#### [TASK GOAL]
Beginning with the line that holds "Task: tag the gray", set down each line of the data below through the very last, exactly as given, and nothing beyond that.

### SUPPLIED RECORDS

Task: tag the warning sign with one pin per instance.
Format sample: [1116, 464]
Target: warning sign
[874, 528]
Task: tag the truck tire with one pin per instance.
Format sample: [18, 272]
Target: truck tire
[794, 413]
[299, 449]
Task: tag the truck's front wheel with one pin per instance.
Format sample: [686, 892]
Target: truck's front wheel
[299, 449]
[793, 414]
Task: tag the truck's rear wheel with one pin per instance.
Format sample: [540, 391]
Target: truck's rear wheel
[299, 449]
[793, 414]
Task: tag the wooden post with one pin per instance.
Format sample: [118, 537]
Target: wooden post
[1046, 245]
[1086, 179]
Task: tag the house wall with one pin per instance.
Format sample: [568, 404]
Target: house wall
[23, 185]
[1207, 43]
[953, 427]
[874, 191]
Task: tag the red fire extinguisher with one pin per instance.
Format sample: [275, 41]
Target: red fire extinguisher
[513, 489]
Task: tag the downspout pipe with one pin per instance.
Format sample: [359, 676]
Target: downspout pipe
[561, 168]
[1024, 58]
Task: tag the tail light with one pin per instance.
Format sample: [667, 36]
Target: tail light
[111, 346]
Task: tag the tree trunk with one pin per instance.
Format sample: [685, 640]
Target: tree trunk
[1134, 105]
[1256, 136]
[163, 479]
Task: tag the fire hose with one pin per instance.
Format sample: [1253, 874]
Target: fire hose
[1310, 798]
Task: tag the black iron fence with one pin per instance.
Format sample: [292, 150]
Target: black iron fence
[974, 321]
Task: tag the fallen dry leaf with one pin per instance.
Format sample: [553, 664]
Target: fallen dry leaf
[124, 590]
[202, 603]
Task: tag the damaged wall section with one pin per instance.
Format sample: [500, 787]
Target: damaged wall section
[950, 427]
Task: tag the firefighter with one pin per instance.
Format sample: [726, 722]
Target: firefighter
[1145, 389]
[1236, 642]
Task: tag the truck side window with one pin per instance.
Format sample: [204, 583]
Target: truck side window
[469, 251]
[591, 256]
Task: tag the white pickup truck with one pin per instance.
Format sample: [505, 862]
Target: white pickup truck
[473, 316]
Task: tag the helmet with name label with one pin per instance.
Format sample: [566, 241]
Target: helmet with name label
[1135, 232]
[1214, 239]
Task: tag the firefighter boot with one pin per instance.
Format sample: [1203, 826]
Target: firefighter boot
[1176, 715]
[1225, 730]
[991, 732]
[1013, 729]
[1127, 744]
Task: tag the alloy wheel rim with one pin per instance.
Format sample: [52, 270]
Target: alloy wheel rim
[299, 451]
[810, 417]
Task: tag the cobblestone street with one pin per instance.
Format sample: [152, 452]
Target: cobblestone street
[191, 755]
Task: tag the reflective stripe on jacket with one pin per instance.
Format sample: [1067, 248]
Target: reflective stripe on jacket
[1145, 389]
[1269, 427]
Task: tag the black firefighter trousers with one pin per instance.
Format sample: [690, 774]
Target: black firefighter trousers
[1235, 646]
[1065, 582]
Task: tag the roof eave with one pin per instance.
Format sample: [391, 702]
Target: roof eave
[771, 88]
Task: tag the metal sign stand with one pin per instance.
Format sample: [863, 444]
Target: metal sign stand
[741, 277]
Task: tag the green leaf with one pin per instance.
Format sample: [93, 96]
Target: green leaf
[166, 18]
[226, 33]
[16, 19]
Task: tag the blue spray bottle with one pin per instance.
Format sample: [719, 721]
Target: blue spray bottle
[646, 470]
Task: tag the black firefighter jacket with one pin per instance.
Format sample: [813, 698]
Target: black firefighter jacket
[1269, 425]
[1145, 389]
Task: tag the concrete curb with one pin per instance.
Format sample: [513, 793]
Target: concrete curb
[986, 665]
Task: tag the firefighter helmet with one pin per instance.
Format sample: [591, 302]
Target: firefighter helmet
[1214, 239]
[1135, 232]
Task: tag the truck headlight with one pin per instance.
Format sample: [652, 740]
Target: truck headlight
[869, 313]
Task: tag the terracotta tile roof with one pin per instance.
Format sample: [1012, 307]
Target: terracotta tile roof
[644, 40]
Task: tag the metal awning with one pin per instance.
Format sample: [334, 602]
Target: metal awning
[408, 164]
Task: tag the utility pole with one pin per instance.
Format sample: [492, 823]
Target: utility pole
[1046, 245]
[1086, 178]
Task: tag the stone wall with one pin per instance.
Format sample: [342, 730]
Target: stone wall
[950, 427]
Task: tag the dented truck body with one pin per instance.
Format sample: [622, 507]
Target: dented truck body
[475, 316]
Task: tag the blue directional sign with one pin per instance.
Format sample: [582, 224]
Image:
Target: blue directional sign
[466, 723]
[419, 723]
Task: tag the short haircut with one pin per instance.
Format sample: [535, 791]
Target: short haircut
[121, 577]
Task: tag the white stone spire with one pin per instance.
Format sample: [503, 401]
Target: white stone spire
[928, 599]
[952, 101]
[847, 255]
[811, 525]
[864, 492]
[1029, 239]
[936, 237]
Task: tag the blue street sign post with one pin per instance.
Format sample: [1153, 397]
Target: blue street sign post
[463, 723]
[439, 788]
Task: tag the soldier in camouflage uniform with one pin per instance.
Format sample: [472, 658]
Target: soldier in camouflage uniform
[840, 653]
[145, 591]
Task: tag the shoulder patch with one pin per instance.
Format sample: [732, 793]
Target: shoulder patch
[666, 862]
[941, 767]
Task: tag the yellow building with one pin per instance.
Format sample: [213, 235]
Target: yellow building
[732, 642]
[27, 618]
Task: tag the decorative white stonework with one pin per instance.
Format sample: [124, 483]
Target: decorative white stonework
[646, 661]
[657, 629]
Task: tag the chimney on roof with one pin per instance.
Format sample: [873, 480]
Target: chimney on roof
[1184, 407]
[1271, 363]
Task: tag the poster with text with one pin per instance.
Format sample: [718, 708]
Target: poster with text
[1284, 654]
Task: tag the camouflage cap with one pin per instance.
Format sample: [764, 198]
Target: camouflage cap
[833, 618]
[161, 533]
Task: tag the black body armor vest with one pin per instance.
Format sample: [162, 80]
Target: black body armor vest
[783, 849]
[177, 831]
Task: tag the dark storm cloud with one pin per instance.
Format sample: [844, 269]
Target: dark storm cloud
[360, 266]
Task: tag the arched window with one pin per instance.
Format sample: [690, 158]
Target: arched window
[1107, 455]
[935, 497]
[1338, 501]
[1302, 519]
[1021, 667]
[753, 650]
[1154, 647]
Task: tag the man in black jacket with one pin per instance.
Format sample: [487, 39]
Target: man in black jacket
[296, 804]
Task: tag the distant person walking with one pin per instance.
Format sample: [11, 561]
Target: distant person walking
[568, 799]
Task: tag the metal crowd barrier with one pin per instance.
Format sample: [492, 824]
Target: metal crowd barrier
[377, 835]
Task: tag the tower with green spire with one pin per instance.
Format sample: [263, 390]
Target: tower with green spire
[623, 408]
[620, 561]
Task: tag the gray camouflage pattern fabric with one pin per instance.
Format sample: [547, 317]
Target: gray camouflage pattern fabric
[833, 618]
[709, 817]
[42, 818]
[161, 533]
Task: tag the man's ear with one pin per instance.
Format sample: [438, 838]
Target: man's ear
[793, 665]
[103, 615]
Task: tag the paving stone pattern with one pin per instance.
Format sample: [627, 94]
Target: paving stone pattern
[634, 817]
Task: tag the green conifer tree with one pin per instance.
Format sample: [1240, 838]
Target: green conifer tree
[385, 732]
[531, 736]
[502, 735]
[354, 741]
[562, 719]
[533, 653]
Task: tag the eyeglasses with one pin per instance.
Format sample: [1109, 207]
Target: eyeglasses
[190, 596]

######

#### [ANSWER TO THIS EXERCISE]
Task: tag the gray camouflage pattern fabric with one pin per instance.
Format sample: [547, 317]
Target: gray camouflage pattern fabric
[833, 618]
[709, 817]
[42, 818]
[161, 533]
Task: tag the man's ear with one pin per instance.
Format sample: [438, 838]
Target: man's ear
[793, 665]
[103, 615]
Task: tag the paving stone pattern with one pin per instance.
Format sample: [627, 94]
Target: paving stone pattern
[634, 817]
Task: tag the green conifer tree with one pin per instance.
Format sample: [1240, 838]
Target: green conifer tree
[385, 732]
[531, 736]
[502, 735]
[354, 741]
[562, 719]
[533, 653]
Task: tag the eyeglasses with one pin per instance.
Format sample: [1109, 207]
Target: eyeglasses
[190, 596]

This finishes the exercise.